By amendment to this cause of action, appellants alleged :

“Defendants, George Hubbard & Son, never delivered the pullets as called for in Exhibit- ‘A.’ ”

Exhibit “A” to the complaint on this cause of action is designated “pullet feeding agreement,” and although dated January 22, 1963, under its terms appel-lee, George Hubbard & Son, agreed to deliver to appellants 3,690 pullets on or about January 17,1963, which appellants agreed to grow and care for until 20 weeks of age. Under the terms of this agreement, appellants were to receive for their services one cent per bird per week, based on the total of salable birds at 20 weeks of age oh March 2, 1963. This written agreement is signed by the appellee, Hubbard & Son, as well as the appellants, and by amendment to their complaint appellants allege “defendants, George Hubbard & Son, never delivered the pullets as called for in Exhibit ‘A’.”

We conclude that cause of action “B” in appellants’ complaint, was good against appellee, Hubbard & Son, on demurrer, and that the chancellor erred in sustaining the Hubbard demurrer to this cause of action.

Challenge 1 ▸
Put the polygon records below into a Markdown table with the columns "Row" and "Line," one line per row and blank lines left out.
The records are unrelated to the opinion.

Dataset records ▸
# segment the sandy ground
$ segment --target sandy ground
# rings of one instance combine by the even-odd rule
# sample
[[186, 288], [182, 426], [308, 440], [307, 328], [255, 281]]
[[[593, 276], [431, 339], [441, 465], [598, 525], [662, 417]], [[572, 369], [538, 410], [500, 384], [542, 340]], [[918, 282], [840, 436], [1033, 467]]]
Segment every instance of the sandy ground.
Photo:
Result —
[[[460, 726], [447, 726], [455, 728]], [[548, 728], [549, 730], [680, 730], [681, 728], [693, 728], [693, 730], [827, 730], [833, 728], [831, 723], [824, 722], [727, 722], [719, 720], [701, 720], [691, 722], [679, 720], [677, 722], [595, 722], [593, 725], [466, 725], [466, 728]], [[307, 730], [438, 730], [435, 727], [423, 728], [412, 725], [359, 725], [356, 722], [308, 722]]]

Challenge 2 ▸
Give the opinion again between "We conclude that" and "cause of action.", inclusive, switching "chancellor" to "trial judge".

Problem solution 1 ▸
| Row | Line |
|---|---|
| 1 | # segment the sandy ground |
| 2 | $ segment --target sandy ground |
| 3 | # rings of one instance combine by the even-odd rule |
| 4 | # sample |
| 5 | [[186, 288], [182, 426], [308, 440], [307, 328], [255, 281]] |
| 6 | [[[593, 276], [431, 339], [441, 465], [598, 525], [662, 417]], [[572, 369], [538, 410], [500, 384], [542, 340]], [[918, 282], [840, 436], [1033, 467]]] |
| 7 | Segment every instance of the sandy ground. |
| 8 | Photo: |
| 9 | Result — |
| 10 | [[[460, 726], [447, 726], [455, 728]], [[548, 728], [549, 730], [680, 730], [681, 728], [693, 728], [693, 730], [827, 730], [833, 728], [831, 723], [824, 722], [727, 722], [719, 720], [701, 720], [691, 722], [679, 720], [677, 722], [595, 722], [593, 725], [466, 725], [466, 728]], [[307, 730], [438, 730], [435, 727], [423, 728], [412, 725], [359, 725], [356, 722], [308, 722]]] |

Problem solution 2 ▸
We conclude that cause of action “B” in appellants’ complaint, was good against appellee, Hubbard & Son, on demurrer, and that the trial judge erred in sustaining the Hubbard demurrer to this cause of action.